Position annotation records
= = = = = = =

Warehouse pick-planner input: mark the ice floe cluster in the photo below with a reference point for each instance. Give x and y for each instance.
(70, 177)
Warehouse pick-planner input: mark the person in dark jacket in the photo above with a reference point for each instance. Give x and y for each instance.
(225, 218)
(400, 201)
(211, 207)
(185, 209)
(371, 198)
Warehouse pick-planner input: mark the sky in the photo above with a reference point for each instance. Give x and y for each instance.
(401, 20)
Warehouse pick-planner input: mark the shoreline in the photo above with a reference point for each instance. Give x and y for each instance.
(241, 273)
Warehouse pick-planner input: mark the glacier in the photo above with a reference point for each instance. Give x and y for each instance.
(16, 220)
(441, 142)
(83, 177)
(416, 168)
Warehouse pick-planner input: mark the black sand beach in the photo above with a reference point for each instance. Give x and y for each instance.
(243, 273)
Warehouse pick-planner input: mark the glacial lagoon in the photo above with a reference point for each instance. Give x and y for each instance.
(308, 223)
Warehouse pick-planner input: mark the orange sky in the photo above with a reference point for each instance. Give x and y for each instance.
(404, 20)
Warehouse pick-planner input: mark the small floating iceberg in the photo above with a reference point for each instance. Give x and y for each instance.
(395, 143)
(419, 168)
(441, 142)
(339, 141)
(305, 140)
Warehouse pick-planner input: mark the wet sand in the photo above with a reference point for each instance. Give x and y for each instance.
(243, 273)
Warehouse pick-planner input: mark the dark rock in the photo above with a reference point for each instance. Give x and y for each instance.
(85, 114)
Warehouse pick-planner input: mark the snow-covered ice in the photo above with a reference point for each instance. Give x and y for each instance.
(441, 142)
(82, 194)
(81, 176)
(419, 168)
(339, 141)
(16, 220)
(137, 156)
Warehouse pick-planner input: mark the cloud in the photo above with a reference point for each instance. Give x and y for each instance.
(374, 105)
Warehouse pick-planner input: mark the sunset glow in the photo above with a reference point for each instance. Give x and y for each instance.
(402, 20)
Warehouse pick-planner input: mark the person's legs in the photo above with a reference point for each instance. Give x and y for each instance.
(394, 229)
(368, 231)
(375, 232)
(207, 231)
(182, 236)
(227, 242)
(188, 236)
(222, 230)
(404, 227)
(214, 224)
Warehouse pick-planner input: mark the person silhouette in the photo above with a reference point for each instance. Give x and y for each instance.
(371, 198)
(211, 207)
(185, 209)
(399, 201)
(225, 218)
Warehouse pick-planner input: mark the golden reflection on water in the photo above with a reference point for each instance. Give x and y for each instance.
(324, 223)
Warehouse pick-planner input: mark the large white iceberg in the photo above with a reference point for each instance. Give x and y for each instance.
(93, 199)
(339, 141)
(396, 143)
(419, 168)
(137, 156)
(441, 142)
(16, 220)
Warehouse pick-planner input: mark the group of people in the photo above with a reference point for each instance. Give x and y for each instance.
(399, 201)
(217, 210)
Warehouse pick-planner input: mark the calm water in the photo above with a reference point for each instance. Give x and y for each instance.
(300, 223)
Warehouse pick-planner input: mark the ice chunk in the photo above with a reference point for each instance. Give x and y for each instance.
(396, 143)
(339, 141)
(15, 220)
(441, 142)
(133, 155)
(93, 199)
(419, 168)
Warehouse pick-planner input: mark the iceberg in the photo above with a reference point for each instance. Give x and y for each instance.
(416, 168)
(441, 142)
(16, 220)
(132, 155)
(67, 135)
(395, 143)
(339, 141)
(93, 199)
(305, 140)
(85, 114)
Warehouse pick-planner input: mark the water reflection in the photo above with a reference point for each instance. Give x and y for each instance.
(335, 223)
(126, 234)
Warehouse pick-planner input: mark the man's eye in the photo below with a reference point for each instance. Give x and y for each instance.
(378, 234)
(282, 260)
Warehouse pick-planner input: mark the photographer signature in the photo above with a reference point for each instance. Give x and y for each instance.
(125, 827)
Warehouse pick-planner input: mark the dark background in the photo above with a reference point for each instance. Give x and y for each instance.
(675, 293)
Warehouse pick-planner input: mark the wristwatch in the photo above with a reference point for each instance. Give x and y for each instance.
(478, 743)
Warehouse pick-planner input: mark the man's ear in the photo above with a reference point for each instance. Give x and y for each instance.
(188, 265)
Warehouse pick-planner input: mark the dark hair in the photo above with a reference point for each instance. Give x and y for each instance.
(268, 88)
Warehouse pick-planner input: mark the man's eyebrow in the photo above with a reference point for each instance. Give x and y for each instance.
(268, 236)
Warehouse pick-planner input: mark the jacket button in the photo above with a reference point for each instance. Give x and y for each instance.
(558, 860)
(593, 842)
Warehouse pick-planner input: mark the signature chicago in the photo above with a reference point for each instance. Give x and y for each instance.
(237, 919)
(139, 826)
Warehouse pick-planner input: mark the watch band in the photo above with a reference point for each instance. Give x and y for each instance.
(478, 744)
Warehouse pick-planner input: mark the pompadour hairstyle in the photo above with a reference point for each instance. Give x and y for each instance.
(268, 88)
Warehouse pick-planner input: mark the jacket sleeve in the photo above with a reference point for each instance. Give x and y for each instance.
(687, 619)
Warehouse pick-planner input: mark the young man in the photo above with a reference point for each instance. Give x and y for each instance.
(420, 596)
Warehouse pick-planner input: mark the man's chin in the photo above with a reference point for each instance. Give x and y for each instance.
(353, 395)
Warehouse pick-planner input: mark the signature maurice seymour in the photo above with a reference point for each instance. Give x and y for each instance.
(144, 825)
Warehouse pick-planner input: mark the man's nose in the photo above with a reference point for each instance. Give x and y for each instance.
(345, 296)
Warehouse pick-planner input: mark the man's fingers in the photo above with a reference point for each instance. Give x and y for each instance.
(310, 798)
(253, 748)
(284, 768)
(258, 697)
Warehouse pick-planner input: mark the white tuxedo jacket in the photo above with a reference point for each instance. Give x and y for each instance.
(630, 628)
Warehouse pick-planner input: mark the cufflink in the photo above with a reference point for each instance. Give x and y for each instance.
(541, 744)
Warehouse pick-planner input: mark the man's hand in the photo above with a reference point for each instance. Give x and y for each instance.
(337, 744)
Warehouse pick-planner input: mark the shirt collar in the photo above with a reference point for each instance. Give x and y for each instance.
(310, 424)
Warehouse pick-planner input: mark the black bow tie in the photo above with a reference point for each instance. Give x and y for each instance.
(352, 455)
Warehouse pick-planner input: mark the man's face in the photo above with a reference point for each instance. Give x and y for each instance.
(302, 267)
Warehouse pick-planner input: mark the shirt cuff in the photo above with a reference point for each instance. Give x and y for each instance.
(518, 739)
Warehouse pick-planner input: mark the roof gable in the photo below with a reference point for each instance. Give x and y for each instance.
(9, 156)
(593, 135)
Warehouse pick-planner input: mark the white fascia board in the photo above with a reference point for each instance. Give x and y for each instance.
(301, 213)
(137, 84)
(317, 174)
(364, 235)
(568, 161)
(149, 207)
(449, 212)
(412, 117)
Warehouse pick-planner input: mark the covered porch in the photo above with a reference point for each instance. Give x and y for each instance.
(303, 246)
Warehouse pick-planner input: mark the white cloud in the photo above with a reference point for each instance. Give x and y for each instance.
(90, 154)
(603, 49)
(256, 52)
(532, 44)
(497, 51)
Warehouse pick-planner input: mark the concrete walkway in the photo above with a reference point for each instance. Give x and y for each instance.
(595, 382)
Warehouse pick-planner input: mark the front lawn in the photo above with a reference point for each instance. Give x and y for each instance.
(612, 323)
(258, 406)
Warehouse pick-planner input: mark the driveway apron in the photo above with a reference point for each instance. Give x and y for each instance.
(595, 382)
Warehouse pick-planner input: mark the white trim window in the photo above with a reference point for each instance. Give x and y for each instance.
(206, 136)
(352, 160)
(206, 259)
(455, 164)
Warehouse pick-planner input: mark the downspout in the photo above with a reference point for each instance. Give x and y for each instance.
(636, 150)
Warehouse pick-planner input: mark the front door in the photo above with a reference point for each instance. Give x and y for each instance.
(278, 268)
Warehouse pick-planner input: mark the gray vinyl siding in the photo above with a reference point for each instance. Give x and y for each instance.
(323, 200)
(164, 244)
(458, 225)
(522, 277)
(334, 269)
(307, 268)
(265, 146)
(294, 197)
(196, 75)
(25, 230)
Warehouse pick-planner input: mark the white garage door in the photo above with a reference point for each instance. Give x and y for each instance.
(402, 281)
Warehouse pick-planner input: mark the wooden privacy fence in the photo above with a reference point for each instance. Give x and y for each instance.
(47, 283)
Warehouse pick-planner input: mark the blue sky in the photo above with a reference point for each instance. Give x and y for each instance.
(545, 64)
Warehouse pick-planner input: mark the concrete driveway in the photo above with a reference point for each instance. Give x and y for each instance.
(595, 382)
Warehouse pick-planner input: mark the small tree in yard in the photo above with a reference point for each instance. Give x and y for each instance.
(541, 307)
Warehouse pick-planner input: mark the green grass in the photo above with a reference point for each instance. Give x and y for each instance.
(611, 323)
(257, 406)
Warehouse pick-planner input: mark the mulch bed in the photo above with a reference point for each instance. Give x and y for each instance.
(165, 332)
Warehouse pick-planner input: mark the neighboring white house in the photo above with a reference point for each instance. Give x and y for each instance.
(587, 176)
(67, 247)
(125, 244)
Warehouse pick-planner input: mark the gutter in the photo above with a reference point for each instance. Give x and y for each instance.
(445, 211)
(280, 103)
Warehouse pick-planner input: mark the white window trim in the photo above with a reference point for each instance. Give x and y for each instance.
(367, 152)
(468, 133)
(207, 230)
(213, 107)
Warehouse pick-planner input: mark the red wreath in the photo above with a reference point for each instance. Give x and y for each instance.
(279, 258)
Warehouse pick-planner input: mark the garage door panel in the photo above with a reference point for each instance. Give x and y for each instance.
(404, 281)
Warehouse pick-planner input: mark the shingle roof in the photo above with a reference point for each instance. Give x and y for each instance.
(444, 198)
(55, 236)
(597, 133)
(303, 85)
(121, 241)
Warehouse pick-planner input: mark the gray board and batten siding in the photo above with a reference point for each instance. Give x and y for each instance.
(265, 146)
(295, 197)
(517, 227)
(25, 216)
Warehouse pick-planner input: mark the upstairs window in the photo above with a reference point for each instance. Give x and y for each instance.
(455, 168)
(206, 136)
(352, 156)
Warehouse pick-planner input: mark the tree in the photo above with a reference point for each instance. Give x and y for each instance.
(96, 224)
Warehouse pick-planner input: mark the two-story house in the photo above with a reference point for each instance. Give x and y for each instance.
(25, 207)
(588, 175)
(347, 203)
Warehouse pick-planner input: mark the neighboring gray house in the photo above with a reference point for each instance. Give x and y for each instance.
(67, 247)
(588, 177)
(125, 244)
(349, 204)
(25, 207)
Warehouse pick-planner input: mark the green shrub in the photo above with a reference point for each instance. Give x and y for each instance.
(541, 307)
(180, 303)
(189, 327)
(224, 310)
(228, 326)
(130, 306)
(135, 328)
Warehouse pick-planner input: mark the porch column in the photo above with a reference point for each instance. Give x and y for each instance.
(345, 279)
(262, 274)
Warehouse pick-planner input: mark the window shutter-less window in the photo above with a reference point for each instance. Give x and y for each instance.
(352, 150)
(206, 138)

= = = = = = =

Please retype, exactly as written, every line from the line containing "Warehouse pick-planner input: mark the gray board" through the last line of the records above, including both of those lines, and nothing else.

--- Solution below ---
Warehouse pick-planner input: mark the gray board and batten siding in the photo above with a reference point for each instance. Give x and y for each instance.
(265, 146)
(295, 197)
(517, 227)
(25, 216)
Warehouse pick-planner input: mark the upstairs window in the photo above with a reference point for each instance. Give x and y for each instance.
(455, 168)
(206, 136)
(352, 156)
Warehouse pick-planner input: mark the tree in the photo above with a reference point for each instance. Give x and y for each instance.
(96, 224)
Warehouse pick-planner input: mark the two-story house in the photo above with a reference point for each instance. Give x and y for each instance.
(25, 207)
(588, 175)
(347, 203)
Warehouse pick-planner input: mark the neighboring gray house in the photo above with a reference point for each instance. Give x and y for each instance.
(67, 247)
(588, 177)
(125, 244)
(349, 204)
(25, 207)
Warehouse pick-planner input: mark the green shrub in the photo above with a reference point for each instance. Give x and y for each instance.
(541, 307)
(180, 303)
(189, 327)
(224, 310)
(228, 326)
(130, 306)
(135, 328)
Warehouse pick-planner input: mark the porch column in the photo above with a reference point for each instance. Give x and y for each instance.
(345, 279)
(262, 274)
Warehouse pick-planner input: mark the window shutter-less window in the photo above with a reference point for each instance. Give x and y for each instance.
(352, 150)
(206, 138)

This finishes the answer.